Texto de lectura -
================

Por: Oscar Pineda
No cabe duda de que el hambre ha logrado posicionarse históricamente como el flagelo de mayor impacto en el desarrollo integral de cualquier sociedad. Otro tanto se puede decir de la inseguridad alimentaria. Vale decir que su imposición por parte de transnacionales de la “industria alimenticia” constituye un problema cada vez mayor para el avance de procesos locales autónomos, endógenos, autóctonos, sociocomunitarios y autosustentables, elementos básicos a la hora de establecer una verdadera soberanía alimentaria. Estos asuntos resultan relevantes si se toma en cuenta que, están vinculados a problemáticas más estructurales como la miseria, la pobreza, la violencia y el narcotráfico -en su escalón más bajo- que como círculo vicioso se intercalan sistemáticamente, destrozando cualquier pretensión de construcción de un proyecto de Estado nacional moderno.
Las cifras oficiales parecen ilustrar con mayor precisión esta situación. Según la ENSIN (Encuesta Nacional de Situación Nutricional), hasta 2015, en el 54,2% de los hogares de nuestro país se presentaba inseguridad alimentaria; esto es que no cuentan con los suficientes recursos económicos para acceder a una alimentación sana, constante, nutritiva y culturalmente adecuada, que les permitan un bienestar físico, psicológico y cultural permanente, conforme al disfrute de un desarrollo pleno e
integral.
Cifras más recientes hablan de que la pobreza extrema en Colombia pasó en 2019 de 9.5% a 12.8% en 2020, y la pobreza monetaria se encontraba entre 35.7% y 42.6% en ese mismo periodo, lo que quiere decir que 55.4% vive en situación de precariedad (1). Este dato es importante ya que uno de los elementos que se toma para esta medición está relacionado con el acceso al consumo de la canasta básica de alimentos, cuyo componente alimentario debe garantizar al menos el requerimiento de 2100 calorías diarias.
Por otra parte, la inseguridad alimentaria afecta de manera exponencial a las poblaciones rurales y rurales dispersas, pues un 64.1% de los habitantes de estas poblaciones viven esta realidad y en cuyo territorio es donde mayormente pernoctan pueblos étnicos, según la ENSIN (2). Otro de los problemas que traen estos dos fenómenos está focalizado en las afectaciones en lo relacionado con el hambre (desnutrición, anemia, pérdida severa de capacidades motoras y cognitivas, entre otras) y en lo relativo a los problemas por insuficiencia alimentaria (sobrepeso, obesidad, agotamiento físico, entre otros) que a mediano y largo plazo ocurren directamente en los cuerpos de los niños y las niñas que las padecen, como lo señala la propia OMS (Organización Mundial de la Salud):
“Los niños y niñas con problemas de desnutrición grave tienen 11 veces más probabilidades de morir que los que tienen un peso saludable, pueden contraer infecciones con mayor facilidad y tener más dificultades para recuperarse como consecuencia de su débil sistema inmunológico. Sumado a los problemas de desnutrición, existe un creciente incremento en las problemáticas asociadas al sobrepeso y la obesidad en la primera infancia en niños, niñas y adolescencia, lo cual se ha constituido en un grave problema de salud pública en su relación causal con las enfermedades crónicas no trasmisibles, como la hipertensión arterial,
diabetes y cáncer” (3).

================

(Filas tomadas de un conjunto de datos)

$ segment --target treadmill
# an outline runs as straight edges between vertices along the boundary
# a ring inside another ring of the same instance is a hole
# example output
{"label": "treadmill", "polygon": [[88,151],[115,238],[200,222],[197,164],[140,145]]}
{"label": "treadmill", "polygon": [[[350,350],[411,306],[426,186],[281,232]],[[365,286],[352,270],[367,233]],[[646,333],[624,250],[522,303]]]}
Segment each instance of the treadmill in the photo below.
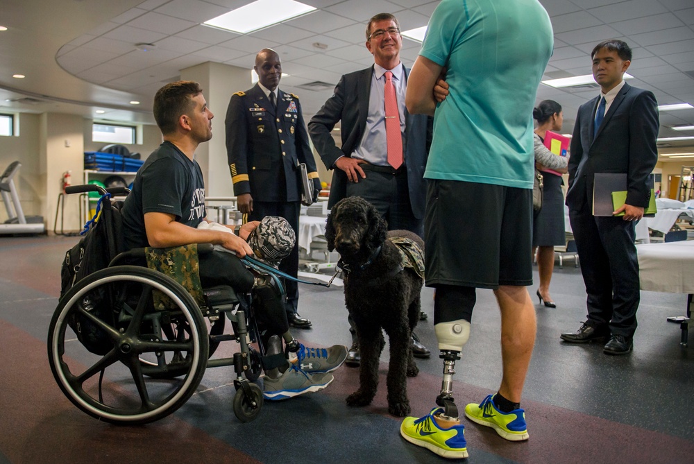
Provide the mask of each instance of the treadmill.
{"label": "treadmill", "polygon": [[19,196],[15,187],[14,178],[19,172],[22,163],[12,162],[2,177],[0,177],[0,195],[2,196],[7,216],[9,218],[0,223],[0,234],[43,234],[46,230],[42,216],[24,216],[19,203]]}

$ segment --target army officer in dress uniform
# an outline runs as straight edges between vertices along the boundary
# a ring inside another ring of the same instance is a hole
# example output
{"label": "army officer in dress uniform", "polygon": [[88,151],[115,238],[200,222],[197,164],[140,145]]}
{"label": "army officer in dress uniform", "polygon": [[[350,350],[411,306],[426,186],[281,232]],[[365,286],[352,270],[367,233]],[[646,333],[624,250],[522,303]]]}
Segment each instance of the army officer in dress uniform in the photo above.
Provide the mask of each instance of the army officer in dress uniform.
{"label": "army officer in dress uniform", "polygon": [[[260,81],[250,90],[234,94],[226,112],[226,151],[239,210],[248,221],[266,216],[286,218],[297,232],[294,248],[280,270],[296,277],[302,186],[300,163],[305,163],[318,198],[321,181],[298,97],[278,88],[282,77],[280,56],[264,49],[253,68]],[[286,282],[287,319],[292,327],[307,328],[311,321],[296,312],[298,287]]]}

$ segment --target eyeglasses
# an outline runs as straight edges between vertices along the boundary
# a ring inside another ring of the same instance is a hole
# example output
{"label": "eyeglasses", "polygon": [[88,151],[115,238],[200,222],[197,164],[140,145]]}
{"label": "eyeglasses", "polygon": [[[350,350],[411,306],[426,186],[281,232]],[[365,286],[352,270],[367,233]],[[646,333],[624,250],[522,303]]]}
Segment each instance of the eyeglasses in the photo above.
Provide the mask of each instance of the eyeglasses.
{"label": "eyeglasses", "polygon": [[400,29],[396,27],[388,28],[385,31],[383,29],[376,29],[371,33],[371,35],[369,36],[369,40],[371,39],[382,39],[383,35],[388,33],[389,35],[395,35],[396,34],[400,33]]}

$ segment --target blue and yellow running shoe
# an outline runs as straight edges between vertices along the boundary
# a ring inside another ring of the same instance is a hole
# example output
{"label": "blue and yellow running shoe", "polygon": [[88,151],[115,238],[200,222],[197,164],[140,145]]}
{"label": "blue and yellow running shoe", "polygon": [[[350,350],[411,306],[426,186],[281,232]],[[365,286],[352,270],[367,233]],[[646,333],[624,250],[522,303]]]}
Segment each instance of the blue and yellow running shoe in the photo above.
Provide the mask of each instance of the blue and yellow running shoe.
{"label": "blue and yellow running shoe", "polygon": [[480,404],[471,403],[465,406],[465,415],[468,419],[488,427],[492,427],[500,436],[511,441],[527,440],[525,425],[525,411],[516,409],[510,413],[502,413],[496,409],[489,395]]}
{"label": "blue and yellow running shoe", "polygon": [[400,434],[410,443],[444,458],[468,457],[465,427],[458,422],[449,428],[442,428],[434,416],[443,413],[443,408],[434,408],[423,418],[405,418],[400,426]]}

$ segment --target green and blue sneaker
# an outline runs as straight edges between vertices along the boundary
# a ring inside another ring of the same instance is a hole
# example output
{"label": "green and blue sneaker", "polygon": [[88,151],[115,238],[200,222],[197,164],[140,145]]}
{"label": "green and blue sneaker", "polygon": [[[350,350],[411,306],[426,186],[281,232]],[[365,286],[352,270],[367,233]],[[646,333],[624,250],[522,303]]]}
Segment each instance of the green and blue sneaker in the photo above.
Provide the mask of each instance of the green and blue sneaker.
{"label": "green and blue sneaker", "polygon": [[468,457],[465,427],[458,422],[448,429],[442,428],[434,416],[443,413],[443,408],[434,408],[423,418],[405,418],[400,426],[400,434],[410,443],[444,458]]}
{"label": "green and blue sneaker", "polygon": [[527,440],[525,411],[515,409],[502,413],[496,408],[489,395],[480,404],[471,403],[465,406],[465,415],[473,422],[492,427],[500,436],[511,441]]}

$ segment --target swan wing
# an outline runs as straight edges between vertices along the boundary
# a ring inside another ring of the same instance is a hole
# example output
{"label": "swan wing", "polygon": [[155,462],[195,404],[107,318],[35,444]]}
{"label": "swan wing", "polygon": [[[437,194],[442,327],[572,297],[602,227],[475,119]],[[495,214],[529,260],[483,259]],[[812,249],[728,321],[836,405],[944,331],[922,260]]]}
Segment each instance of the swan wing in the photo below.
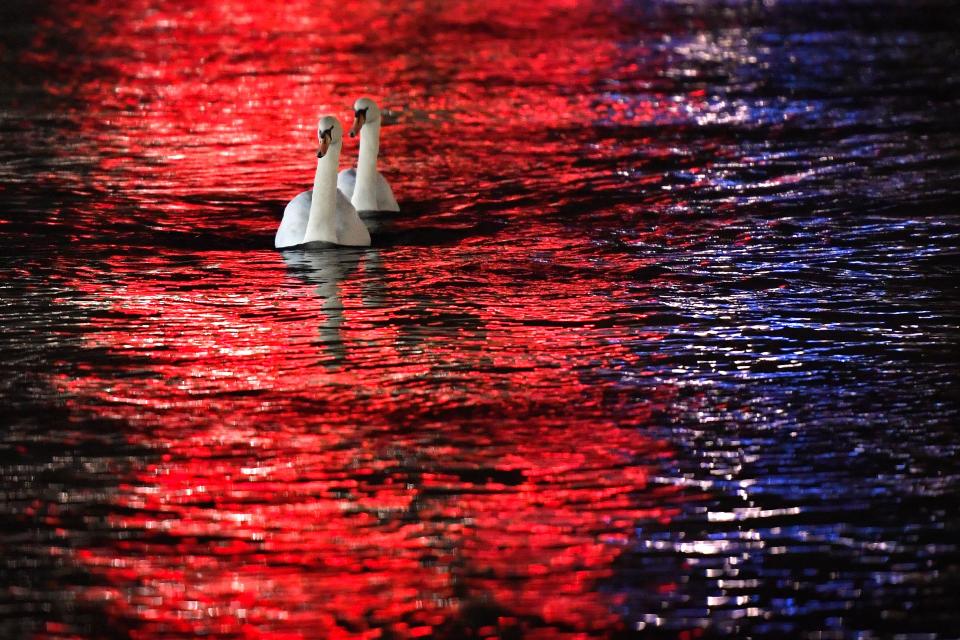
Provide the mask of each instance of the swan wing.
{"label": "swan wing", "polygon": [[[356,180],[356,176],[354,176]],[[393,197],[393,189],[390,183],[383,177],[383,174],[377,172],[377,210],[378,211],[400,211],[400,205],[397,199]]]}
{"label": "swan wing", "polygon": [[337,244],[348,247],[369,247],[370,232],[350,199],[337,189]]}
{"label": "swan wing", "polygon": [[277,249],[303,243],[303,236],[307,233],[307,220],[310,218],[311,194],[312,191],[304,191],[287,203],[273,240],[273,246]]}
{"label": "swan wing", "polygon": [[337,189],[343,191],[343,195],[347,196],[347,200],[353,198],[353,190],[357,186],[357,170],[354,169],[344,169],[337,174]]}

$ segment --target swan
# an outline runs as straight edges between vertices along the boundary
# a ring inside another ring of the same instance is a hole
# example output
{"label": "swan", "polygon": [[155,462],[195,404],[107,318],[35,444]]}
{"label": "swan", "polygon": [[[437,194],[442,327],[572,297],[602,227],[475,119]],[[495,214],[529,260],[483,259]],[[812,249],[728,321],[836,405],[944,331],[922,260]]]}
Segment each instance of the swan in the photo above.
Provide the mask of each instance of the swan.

================

Aplica lo leído -
- 1) Según la ENSIN, ¿en qué porcentaje de los hogares del país había inseguridad alimentaria hasta 2015, de acuerdo con el texto sobre la inseguridad alimentaria?
- 2) Escribe la continuación del texto sobre la inseguridad alimentaria a partir de la cita de la OMS con la que termina.

Respuestas dadas -
- 1) En el 54,2% de los hogares.

- 2)
Para el análisis estructural de esta situación, resulta valioso enumerar varios elementos que repercuten para que estos dos fenómenos se hayan sostenido en el tiempo, entre ellos están: la elevada concentración de la propiedad de la tierra rural, la presencia de continuos conflictos de uso del suelo, la sustitución de la producción nacional por la extranjera, la discriminación de la política pública entre formas de producción, el abandono estatal y los impactos del conflicto social y armado (4).
Frente a esto, la política pública para fomentar, fortalecer e incentivar el sector agrícola parece cada vez más errática, cuando no perjudicial. Si a las cifras que presenta el Ministerio de Agricultura y Desarrollo Rural (MADR) nos referimos, solo en 2017 (datos más recientes existentes) se importaron 12,7 millones de toneladas de insumos agrícolas en nuestro país. En lo relacionado a la utilización de la tierra podemos observar que no hay un aprovechamiento genuino ni integral del suelo, de tal forma que, de los 42,3 millones de hectáreas aptas para cultivar, 34 millones se utilizan para siembra de pasto (5). Si a todo le agregamos la alta concentración de este medio de producción, la cual puede constatarse revisando los resultados del último censo agrícola nacional realizado en 2014 por el DANE, el cual evidencia que las UPA (Unidades Productivas Agrícolas) menores de 5 hectáreas concentran el 2,4% del área, mientras que el 0,4% de las grandes propiedades (más de 500 hectáreas) tienen el 65.1%
del total del área.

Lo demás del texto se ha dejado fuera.